▸ **Written problem**:
Report how many lines of the material below contain the word "every". Give only the number.

Outline records
----

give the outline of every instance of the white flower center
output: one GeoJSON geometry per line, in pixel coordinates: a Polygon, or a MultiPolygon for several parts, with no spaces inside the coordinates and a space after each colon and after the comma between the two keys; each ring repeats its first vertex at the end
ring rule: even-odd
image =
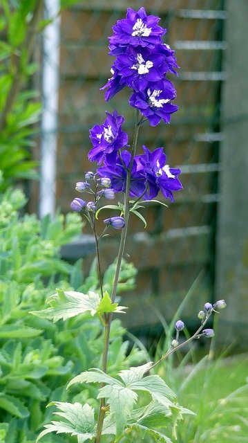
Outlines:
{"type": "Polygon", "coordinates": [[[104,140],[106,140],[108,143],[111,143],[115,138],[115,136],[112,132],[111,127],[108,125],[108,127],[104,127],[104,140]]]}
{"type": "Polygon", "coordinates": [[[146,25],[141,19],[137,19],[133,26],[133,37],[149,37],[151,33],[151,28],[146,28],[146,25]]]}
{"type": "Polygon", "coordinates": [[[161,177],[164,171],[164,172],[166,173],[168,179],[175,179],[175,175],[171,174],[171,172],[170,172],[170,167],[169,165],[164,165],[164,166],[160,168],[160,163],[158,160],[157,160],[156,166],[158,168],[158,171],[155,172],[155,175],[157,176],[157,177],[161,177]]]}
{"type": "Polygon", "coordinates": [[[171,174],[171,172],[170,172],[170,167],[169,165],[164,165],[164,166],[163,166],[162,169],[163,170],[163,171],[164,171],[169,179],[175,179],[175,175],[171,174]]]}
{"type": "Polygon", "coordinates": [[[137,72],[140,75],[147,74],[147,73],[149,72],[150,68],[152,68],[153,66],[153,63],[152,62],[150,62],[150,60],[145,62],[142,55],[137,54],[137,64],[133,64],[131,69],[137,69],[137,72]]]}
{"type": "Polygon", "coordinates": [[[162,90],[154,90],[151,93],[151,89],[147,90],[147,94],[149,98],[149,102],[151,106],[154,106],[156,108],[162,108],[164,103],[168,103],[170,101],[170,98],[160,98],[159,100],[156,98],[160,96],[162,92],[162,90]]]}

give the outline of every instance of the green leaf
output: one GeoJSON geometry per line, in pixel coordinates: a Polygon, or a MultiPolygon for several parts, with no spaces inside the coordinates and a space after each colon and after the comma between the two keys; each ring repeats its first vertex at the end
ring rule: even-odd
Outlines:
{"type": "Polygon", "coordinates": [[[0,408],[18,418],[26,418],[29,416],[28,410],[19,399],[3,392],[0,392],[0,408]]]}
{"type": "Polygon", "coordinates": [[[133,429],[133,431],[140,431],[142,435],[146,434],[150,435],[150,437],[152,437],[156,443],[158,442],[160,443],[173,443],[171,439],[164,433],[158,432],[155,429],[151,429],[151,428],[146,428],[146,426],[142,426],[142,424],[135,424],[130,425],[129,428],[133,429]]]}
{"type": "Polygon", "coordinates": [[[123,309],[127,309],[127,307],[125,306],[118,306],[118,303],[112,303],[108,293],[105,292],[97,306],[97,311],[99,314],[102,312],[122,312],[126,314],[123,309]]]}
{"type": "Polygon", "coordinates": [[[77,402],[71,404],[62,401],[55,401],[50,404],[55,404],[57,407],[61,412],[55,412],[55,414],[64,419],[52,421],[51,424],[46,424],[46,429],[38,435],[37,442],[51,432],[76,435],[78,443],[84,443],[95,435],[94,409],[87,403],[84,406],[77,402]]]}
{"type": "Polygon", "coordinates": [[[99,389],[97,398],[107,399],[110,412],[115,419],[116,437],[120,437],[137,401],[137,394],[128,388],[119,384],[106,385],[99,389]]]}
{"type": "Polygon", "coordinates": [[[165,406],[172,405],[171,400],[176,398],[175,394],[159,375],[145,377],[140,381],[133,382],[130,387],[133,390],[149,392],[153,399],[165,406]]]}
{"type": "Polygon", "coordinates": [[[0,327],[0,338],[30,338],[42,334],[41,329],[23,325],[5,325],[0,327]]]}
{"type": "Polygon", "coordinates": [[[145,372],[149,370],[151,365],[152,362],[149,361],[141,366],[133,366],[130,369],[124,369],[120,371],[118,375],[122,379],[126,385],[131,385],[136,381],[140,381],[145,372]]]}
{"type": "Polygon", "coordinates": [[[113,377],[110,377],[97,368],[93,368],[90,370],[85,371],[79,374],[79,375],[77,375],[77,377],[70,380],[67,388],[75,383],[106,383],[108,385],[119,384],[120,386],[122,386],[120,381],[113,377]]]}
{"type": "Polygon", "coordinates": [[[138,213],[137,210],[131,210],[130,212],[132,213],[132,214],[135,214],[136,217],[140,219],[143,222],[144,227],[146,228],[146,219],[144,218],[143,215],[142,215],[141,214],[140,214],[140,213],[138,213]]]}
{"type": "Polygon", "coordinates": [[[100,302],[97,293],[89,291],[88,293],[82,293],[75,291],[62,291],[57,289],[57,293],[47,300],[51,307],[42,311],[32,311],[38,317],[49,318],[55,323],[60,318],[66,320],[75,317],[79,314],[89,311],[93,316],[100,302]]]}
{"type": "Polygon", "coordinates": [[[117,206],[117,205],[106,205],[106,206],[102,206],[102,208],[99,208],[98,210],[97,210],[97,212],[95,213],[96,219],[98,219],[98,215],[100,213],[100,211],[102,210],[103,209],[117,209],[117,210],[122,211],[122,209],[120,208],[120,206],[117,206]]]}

----

▸ **Solution to the exercise**:
2